Task directions - Copy out the lines below word for word, starting at the line that contains "# test: point at every instance of the sneaker, one" and ending at the last line.

Excerpted data -
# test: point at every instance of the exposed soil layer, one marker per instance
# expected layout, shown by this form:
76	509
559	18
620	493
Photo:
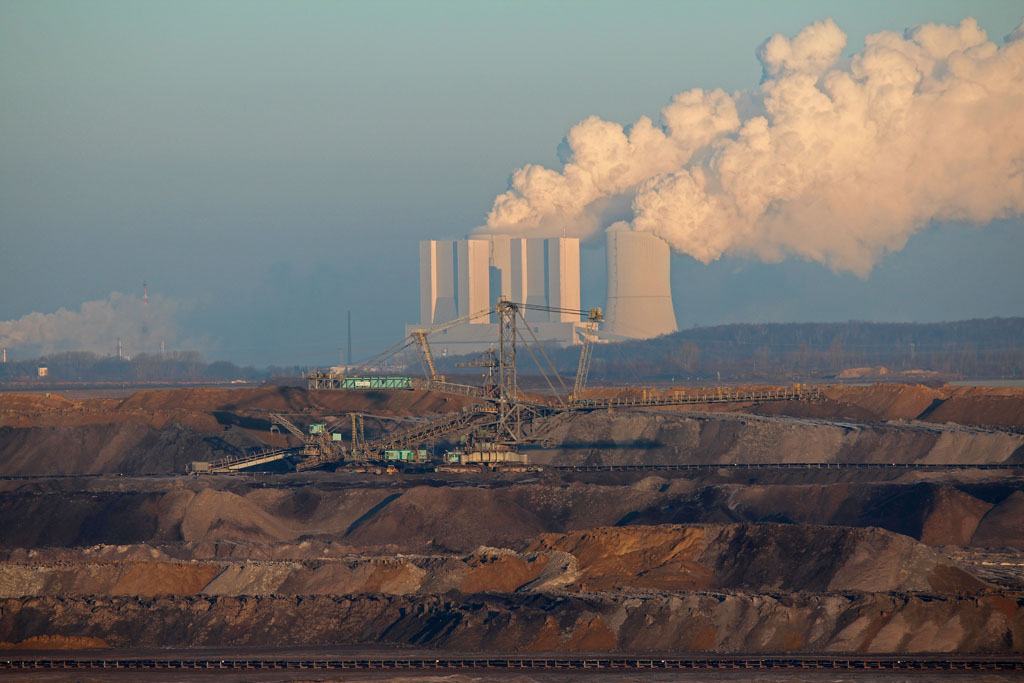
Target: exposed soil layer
749	557
691	622
230	517
161	431
711	560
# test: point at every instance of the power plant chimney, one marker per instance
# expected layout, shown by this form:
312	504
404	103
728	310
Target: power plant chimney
639	288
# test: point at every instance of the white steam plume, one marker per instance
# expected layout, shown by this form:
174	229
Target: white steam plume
842	162
96	327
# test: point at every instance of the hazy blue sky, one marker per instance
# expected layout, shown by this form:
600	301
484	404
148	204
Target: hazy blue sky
272	165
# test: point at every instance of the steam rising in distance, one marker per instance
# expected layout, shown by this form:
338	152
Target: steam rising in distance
833	160
96	327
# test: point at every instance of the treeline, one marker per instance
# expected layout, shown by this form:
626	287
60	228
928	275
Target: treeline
172	367
991	348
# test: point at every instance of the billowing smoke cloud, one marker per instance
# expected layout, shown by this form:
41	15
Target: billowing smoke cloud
838	161
95	327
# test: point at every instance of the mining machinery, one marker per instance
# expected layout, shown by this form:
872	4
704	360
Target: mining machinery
502	421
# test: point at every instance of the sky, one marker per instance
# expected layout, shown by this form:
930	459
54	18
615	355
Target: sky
266	167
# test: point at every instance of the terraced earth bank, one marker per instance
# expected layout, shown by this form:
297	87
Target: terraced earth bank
880	560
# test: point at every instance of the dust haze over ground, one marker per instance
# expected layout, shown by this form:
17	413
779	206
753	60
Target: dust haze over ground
731	561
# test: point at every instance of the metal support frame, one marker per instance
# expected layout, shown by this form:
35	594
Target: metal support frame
509	422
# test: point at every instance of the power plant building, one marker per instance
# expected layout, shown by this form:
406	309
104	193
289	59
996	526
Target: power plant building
639	286
464	276
460	278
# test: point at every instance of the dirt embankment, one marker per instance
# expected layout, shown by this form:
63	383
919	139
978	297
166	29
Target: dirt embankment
759	558
252	520
693	622
982	407
163	430
660	437
709	587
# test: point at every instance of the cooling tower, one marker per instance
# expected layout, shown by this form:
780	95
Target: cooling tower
473	258
436	282
527	282
639	290
563	278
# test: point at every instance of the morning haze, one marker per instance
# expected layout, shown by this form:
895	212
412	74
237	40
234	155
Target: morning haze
267	167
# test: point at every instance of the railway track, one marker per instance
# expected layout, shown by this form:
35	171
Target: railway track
781	663
622	468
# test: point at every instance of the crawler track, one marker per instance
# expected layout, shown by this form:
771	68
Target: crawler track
623	468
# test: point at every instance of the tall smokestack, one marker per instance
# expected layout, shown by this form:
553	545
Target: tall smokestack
639	287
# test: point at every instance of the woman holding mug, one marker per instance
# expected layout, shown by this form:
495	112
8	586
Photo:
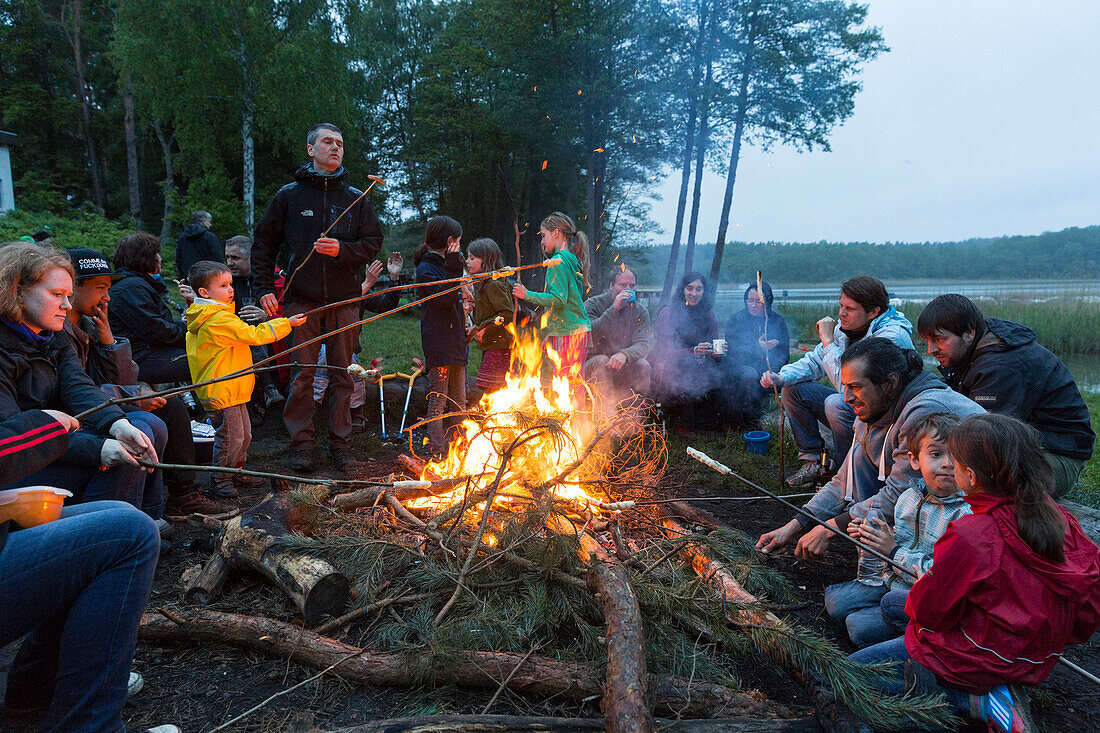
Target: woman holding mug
686	365
40	370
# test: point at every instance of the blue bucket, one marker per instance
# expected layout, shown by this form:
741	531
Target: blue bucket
757	441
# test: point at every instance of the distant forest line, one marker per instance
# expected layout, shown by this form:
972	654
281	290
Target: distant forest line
1071	253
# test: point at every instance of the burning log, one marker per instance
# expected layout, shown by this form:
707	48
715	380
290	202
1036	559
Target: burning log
526	724
624	702
251	542
832	714
537	676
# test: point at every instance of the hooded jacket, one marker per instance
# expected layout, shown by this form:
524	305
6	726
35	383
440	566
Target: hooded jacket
442	321
564	297
627	330
920	521
1009	372
196	243
297	216
105	364
138	312
744	331
218	345
877	467
45	373
991	610
825	360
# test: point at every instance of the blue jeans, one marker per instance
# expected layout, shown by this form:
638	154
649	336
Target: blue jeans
124	483
894	681
860	608
807	403
77	587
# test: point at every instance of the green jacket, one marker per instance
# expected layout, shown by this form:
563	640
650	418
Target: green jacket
493	298
563	296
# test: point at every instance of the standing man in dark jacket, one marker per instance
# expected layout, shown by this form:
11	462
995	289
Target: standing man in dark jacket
1000	365
322	270
197	242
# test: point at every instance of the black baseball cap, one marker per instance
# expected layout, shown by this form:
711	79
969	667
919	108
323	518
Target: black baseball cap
89	263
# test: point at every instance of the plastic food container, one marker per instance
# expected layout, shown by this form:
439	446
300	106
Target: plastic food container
32	505
757	441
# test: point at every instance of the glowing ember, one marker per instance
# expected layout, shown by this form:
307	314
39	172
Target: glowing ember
548	434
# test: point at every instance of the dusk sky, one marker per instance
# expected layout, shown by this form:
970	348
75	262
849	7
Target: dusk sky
981	120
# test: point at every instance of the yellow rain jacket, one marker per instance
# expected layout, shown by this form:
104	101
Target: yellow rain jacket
218	345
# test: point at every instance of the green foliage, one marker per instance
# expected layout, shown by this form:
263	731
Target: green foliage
80	228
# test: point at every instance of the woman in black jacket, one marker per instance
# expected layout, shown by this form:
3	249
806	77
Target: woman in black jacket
754	349
40	370
139	310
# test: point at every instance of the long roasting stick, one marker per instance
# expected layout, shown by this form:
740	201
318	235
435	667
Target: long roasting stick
706	460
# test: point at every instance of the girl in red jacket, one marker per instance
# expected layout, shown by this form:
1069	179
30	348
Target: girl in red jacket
1010	587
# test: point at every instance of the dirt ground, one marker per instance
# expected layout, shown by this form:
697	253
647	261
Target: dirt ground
201	688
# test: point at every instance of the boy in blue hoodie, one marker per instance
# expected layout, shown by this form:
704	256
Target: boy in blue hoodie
877	613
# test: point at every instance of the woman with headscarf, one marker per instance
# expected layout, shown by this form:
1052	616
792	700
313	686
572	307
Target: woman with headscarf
685	363
759	341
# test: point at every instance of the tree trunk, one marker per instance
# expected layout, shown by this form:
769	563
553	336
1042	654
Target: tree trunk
81	95
704	139
169	184
539	677
670	273
133	178
743	108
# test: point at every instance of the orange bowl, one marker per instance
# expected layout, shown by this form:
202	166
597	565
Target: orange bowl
32	505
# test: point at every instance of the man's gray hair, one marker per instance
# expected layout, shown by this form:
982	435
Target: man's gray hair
311	134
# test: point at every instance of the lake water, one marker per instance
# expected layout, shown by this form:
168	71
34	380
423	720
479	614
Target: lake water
1085	368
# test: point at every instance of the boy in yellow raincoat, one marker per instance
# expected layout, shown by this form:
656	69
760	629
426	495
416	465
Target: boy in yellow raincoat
218	345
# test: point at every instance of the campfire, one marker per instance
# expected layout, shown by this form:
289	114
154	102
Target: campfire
527	435
542	556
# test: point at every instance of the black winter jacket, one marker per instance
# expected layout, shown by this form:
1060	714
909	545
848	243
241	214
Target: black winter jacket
138	310
46	374
442	321
1009	372
298	215
195	243
29	441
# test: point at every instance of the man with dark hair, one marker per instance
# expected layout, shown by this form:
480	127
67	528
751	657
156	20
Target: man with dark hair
322	270
865	312
622	338
197	243
888	391
1000	365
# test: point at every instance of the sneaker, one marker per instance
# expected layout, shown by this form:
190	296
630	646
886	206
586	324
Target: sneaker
805	477
178	509
133	687
304	459
272	396
1005	708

Result -
# test: point at every instance of the sneaker, one marker per instance
# expected layout, shown by this form:
190	296
630	646
886	206
586	324
Target: sneaker
805	477
178	509
133	687
304	459
272	396
1005	708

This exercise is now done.